Afin de lutter contre le travail illégal des travailleurs dits "des plateformes", la loi conditionne l’accès au statut d’auto-entrepreneur à la détention d’une carte autorisant à travailler sous ce statut.
Les sanctions contre les entreprises employant des travailleurs irréguliers sont renforcées.
Intégration et titres de séjour
Les étrangers qui demandent une première carte de séjour pluriannuelle devront avoir une connaissance minimale de la langue française (niveau A 2). Aujourd'hui, ces cartes de séjour, en général valables 4 ans, sont délivrées à la seule condition d'avoir suivi un apprentissage du français dans le cadre du contrat d'intégration républicain, mais sans obligation de résultat. Le niveau minimal de français exigé pour l'octroi d'une carte de résident et pour la naturalisation est par ailleurs relevé (niveaux B1 et B2).
Possibilités d'éloignement renforcées
La loi entend faciliter l'éloignement des étrangers qui représentent une menace grave pour l'ordre public. Elle permettra l’expulsion des étrangers réguliers, même présents depuis longtemps en France ou y ayant des liens personnels et familiaux, condamnés notamment pour des crimes ou délits passibles d'au moins 3 ou 5 ans de prison, selon la situation de l'étranger, ou impliqués dans des violences contre des élus ou des agents publics. Parallèlement, le juge pourra plus largement prononcer une interdiction du territoire français (ITF). La loi supprime par ailleurs les protections dont bénéficient certains étrangers irréguliers (étranger arrivé en France avant ses 13 ans, conjoint de Français...) contre une obligation de quitter le territoire français (OQTF). L’OQTF ne pourra être prise par la préfecture qu’après vérification du droit au séjour, en tenant notamment compte de certains éléments (ancienneté de séjour et des liens de l’étranger avec la France...). Les mineurs étrangers continuent d'être protégés contre une OQTF.

Lignes de données

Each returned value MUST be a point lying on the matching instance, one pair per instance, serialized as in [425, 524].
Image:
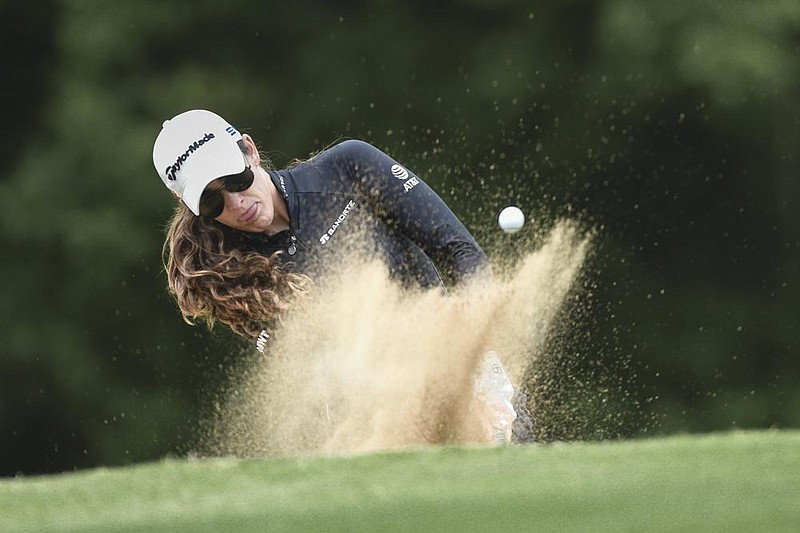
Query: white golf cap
[192, 150]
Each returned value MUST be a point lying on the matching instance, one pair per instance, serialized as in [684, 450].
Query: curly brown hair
[215, 280]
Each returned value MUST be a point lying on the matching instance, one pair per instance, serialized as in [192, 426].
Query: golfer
[246, 240]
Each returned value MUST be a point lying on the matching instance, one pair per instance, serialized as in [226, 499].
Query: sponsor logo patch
[192, 148]
[325, 237]
[399, 172]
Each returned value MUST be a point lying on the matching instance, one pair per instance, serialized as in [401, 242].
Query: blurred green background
[669, 128]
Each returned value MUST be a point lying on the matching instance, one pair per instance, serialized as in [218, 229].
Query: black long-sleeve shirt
[353, 198]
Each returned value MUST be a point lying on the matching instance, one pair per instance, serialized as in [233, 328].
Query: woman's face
[253, 209]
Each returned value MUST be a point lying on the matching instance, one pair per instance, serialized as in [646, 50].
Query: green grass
[743, 481]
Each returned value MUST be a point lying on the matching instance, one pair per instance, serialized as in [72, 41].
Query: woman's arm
[408, 205]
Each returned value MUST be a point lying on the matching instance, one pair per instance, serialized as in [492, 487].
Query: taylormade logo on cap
[193, 149]
[172, 169]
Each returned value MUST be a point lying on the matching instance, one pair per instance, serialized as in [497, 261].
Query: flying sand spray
[365, 365]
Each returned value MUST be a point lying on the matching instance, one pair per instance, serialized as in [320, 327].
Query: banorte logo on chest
[325, 237]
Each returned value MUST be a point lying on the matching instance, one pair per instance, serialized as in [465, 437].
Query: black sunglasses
[212, 203]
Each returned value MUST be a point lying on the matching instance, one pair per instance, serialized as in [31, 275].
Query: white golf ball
[511, 219]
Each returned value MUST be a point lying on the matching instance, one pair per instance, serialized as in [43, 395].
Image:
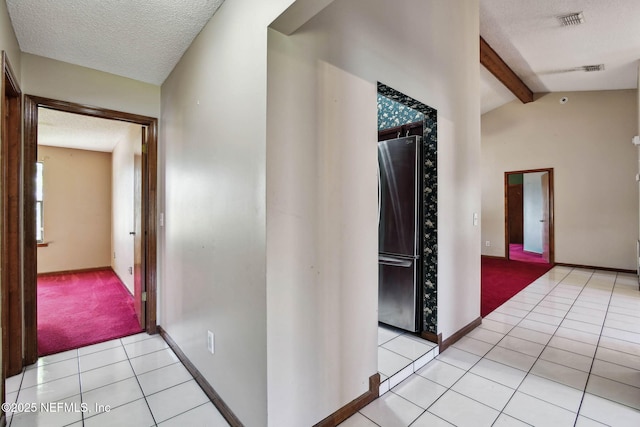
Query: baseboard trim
[493, 257]
[202, 382]
[591, 267]
[80, 270]
[430, 336]
[461, 333]
[355, 405]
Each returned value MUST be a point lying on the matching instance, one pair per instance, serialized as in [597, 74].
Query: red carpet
[501, 279]
[80, 309]
[517, 253]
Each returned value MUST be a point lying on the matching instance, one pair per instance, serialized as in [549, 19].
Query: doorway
[87, 230]
[11, 273]
[529, 228]
[147, 233]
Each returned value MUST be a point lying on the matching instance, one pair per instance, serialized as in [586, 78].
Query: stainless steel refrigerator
[398, 228]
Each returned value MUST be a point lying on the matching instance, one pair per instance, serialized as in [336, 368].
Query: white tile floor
[565, 351]
[400, 354]
[138, 378]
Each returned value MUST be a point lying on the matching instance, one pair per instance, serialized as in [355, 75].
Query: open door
[542, 216]
[138, 270]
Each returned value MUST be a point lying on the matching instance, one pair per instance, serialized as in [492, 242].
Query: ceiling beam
[492, 62]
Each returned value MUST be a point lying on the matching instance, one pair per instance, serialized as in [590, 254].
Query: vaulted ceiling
[143, 40]
[550, 57]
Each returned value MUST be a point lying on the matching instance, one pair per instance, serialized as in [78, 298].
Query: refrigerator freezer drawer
[397, 292]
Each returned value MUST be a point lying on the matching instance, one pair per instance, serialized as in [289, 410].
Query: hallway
[134, 381]
[531, 360]
[564, 351]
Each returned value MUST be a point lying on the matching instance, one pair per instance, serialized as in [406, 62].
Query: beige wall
[588, 143]
[122, 208]
[218, 245]
[77, 209]
[212, 247]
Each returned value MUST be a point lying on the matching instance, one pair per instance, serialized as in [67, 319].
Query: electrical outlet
[210, 342]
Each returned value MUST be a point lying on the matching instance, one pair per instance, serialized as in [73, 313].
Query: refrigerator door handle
[394, 261]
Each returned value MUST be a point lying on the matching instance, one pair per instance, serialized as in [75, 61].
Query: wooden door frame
[551, 211]
[11, 276]
[149, 208]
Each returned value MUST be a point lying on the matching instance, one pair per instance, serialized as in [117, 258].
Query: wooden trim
[149, 172]
[81, 270]
[591, 267]
[11, 275]
[215, 398]
[552, 243]
[430, 336]
[355, 405]
[461, 333]
[496, 66]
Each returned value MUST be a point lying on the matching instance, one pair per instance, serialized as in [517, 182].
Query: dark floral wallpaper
[391, 114]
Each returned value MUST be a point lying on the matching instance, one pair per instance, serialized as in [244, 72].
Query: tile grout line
[135, 375]
[450, 388]
[545, 346]
[594, 358]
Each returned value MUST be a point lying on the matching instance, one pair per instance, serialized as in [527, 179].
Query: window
[39, 215]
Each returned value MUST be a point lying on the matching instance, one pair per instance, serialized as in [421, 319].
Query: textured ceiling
[60, 129]
[528, 36]
[141, 39]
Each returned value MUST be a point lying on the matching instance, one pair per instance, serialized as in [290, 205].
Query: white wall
[122, 211]
[212, 249]
[218, 245]
[587, 142]
[77, 209]
[321, 187]
[8, 41]
[532, 211]
[60, 80]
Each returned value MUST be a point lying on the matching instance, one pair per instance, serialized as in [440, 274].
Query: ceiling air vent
[589, 68]
[571, 19]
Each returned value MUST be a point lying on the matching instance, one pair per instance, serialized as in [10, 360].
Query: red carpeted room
[82, 308]
[87, 190]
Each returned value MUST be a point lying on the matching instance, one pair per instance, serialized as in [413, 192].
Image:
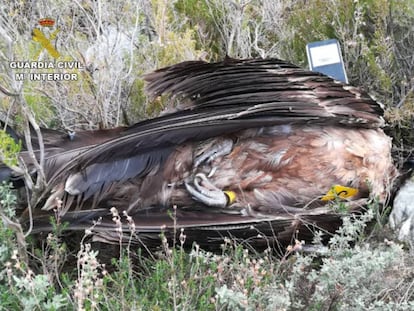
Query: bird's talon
[205, 192]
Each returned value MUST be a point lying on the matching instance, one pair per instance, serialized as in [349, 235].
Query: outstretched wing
[224, 97]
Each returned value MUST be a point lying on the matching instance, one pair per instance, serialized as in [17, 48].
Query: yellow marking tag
[45, 42]
[338, 191]
[231, 197]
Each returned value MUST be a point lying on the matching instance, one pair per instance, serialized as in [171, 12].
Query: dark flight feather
[285, 124]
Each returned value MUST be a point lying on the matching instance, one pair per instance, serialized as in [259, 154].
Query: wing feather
[225, 97]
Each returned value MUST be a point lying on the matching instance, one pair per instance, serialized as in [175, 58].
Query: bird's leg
[205, 192]
[220, 148]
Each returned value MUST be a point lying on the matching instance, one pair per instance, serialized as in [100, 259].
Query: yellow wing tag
[45, 42]
[338, 191]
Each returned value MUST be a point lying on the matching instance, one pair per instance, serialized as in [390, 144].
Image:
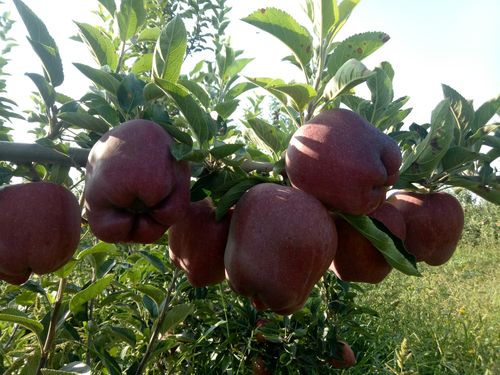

Détails de l'exercice
Recopiez mot pour mot le passage du texte sur le séjour des étrangers qui commence par « Afin de lutter » et se poursuit jusqu'à « sous ce statut. ».

Corrigé
Afin de lutter contre le travail illégal des travailleurs dits "des plateformes", la loi conditionne l’accès au statut d’auto-entrepreneur à la détention d’une carte autorisant à travailler sous ce statut.